▶ **Aim of the exercise**
In the text on ulcerative colitis, which form of the disease involves inflammation of the entire colon?

▶ **Excerpt**
----

Ulcerative Colitis is an inflammatory bowel disease, commonly referred to as “IBD”. This disease is not completely understood, and researchers are still not aware of how ulcerative colitis is specifically caused, and in turn, they do not know how to prevent it from happening. It is believed that the immune system is reacting to some sort of bacteria or virus that have invaded the body, and that has affected the intestinal walls to be consistently inflamed. This immune system reaction is believed to be the result of the disease and not the cause.
They do know that it is not caused by specific foods, nor is it directly caused by mental stress, but these factors can be contributing factors to aggravate the situation. Other factors that may increase the risk of IBD include (but not be limited to):
Family history: If a parent or sibling is affected with ulcerative colitis, the chances of getting this and other similar types of diseases increase.
Smoking: Smokers will increase their risk of getting Crohn’s Disease, but the risk of potentially developing ulcerative colitis is said to decrease.
In addition, a compromised immune system may also be a contributing factor in developing ulcerative colitis and other types of inflammatory-based bowel diseases.
There are Several Types of Colitis
Depending on the affected area, the Crohn’s & Colitis Foundation of America (CCFA) have declared that there are several versions of this disease. For instance, ulcerative proctitis is an inflammation that is centralized to the rectum. Proctosigmoiditis affects the rectum, as well as the sigmoid colon. With Left Sided Colitis, the inflammation starts at the rectum and travels to the spleen. Then there is the pan-ulcerative colitis, which involves an inflammation of the entire colon.

----

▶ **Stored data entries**
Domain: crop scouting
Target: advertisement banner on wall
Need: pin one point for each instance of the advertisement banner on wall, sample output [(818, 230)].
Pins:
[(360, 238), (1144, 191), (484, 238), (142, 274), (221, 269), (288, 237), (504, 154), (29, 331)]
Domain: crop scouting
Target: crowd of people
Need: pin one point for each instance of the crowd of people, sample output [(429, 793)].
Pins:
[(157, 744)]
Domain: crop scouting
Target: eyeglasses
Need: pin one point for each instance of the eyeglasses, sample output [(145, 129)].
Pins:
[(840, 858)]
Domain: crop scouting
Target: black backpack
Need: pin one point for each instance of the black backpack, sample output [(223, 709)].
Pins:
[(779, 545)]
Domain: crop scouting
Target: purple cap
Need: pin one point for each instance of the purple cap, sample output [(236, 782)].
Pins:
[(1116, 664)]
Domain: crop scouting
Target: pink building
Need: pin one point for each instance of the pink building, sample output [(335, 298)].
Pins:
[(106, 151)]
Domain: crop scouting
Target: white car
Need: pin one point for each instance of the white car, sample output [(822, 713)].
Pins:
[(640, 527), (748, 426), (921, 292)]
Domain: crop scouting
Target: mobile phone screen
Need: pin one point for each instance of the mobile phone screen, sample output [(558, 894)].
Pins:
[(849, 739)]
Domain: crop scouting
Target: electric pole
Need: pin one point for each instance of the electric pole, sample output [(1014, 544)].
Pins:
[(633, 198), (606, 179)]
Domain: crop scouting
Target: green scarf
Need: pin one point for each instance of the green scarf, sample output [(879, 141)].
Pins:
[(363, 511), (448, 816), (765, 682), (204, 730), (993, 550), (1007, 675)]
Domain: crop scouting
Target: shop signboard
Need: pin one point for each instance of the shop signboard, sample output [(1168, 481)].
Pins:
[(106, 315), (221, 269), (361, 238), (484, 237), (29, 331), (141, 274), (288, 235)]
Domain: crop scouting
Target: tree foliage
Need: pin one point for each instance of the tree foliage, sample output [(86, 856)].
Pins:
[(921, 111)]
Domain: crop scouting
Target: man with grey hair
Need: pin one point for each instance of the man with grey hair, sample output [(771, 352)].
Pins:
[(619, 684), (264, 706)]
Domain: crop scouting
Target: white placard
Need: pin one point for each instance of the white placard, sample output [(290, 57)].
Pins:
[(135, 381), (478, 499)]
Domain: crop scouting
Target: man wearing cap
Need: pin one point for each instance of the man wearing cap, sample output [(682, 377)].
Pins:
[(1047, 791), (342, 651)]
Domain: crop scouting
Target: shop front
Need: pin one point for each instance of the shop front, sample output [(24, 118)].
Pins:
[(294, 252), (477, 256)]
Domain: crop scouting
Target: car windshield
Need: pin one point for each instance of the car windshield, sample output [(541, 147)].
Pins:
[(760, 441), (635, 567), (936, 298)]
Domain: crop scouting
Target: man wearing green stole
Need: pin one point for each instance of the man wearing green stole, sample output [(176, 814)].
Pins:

----

▶ **Written response**
Pan-ulcerative colitis